- [TO DO]
In all of the data below, change "one point per instance" to "a single point per instance" wherever it appears, and write the lines out again with nothing else altered.

- [DATA FOR THE TASK]
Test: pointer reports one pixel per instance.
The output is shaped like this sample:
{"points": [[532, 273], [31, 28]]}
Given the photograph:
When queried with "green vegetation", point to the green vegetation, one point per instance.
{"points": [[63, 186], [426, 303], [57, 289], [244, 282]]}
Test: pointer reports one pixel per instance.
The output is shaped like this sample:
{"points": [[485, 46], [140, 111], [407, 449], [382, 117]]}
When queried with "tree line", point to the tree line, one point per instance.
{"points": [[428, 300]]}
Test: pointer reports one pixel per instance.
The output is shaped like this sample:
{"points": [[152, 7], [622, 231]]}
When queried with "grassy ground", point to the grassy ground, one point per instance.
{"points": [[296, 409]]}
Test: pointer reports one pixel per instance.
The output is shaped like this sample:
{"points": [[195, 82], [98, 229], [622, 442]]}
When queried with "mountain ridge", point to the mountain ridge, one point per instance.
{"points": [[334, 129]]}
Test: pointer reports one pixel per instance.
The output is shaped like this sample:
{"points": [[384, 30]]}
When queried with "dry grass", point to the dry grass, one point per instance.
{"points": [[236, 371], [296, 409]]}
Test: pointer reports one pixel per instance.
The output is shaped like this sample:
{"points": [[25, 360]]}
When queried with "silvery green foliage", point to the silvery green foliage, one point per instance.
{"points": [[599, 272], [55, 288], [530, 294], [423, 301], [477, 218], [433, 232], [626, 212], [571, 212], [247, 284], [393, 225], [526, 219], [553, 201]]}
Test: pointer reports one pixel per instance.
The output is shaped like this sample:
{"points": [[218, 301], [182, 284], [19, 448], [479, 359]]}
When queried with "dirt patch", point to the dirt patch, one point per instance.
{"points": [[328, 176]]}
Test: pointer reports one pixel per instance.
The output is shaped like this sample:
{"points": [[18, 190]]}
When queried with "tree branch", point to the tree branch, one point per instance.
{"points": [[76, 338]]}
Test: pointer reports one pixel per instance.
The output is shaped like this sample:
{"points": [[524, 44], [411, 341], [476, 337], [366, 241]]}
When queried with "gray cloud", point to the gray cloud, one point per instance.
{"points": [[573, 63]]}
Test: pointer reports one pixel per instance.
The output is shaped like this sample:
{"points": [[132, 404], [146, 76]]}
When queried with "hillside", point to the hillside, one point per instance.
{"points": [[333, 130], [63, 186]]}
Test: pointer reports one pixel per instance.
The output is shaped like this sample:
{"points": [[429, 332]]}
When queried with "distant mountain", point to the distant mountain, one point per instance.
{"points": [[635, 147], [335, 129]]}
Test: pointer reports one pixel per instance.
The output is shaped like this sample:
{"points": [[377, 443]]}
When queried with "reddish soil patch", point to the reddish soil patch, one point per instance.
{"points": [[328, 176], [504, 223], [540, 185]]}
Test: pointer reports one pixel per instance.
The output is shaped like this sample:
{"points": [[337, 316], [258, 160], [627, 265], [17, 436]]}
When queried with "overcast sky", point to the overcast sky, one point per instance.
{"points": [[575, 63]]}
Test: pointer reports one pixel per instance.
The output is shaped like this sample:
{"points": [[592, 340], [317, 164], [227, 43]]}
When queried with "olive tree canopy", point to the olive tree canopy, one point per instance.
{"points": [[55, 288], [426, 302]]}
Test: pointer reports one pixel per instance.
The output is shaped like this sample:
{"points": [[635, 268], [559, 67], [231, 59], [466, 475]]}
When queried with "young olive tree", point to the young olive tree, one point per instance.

- [REPLY TO THE TASK]
Test: pointer reports one pixel per instance.
The output is shaped like this sample:
{"points": [[532, 273], [31, 28]]}
Given the photograph:
When queried with "green vegetation", point to the green vegetation, a single point per instance.
{"points": [[63, 186], [426, 303], [57, 289], [244, 282]]}
Test: pointer reports one pixel per instance.
The output is shaped like this sample:
{"points": [[485, 46], [140, 111], [407, 449], [382, 117]]}
When queried with "tree line", point to the tree line, a single point per instance.
{"points": [[428, 300]]}
Test: pointer reports one pixel per instance.
The output is shaped like this sample:
{"points": [[152, 7], [622, 231]]}
When queried with "grassy ground", point to the grassy ground, a single point per instance.
{"points": [[296, 409]]}
Test: pointer reports one pixel per instance.
The output is shaped like this sample:
{"points": [[195, 82], [98, 229], [622, 442]]}
When queried with "mountain ridge", point to the mountain ridge, a single point per instance.
{"points": [[334, 129]]}
Test: pointer reports one pixel per instance.
The output is shaped like this sample:
{"points": [[384, 30]]}
When queried with "dry grass", point to the dry grass, a single point per instance.
{"points": [[236, 371], [296, 409]]}
Test: pointer reports one pixel per instance.
The output is shaped like this sample:
{"points": [[25, 360]]}
When queried with "silvery green foliage", point to the silvery green foliage, a single point per instance.
{"points": [[599, 272], [55, 288], [530, 294], [423, 301], [477, 218], [433, 232], [626, 212], [571, 212], [247, 284], [393, 225], [526, 219], [553, 201]]}
Test: pointer reports one pixel per instance.
The output is shaped like this sample:
{"points": [[218, 301], [182, 284], [19, 448], [479, 359]]}
When queried with "dirt patch", point to the dirt patch, a single point per instance.
{"points": [[328, 176]]}
Test: pointer reports one pixel per instance.
The output is shaped like this sample:
{"points": [[18, 190]]}
When queried with "tree branch", point to the tree branch, a single point per instance.
{"points": [[76, 338]]}
Test: pointer reports one pixel per instance.
The output is shaped like this sample:
{"points": [[524, 44], [411, 341], [476, 337], [366, 241]]}
When queried with "gray cloud", point to the gray cloud, a single point per instance.
{"points": [[573, 63]]}
Test: pointer reports one pixel per instance.
The output is shaped like this sample:
{"points": [[132, 404], [146, 76]]}
When queried with "hillside", point to the hillside, a single point per instance.
{"points": [[333, 130], [63, 186]]}
Test: pointer reports one pixel per instance.
The output is shaped like this sample:
{"points": [[429, 332]]}
When queried with "distant mountain", point to the distant mountain, a single point per instance.
{"points": [[635, 147], [335, 129]]}
Test: pointer reports one pixel per instance.
The output is shaped like this sample:
{"points": [[377, 443]]}
When queried with "reddish soil patch", point to the reddish soil patch, a single point per instance.
{"points": [[328, 176], [504, 223], [540, 185]]}
Test: pointer reports one pixel per instance.
The output is shaped like this sample:
{"points": [[337, 316], [258, 160], [627, 265], [17, 436]]}
When queried with "overcast sky", point to the overcast sky, a single point per instance.
{"points": [[575, 63]]}
Test: pointer reports one pixel per instance.
The output is shaped like this sample:
{"points": [[592, 340], [317, 164], [227, 43]]}
When queried with "olive tree canopy", point to the olive tree canopy, a single point per instance.
{"points": [[55, 288], [426, 302]]}
Test: pointer reports one pixel per instance.
The output is shaped like this sample:
{"points": [[635, 268], [559, 67], [231, 59], [466, 475]]}
When queried with "young olive tree", point to the young olive tree, a single point per instance.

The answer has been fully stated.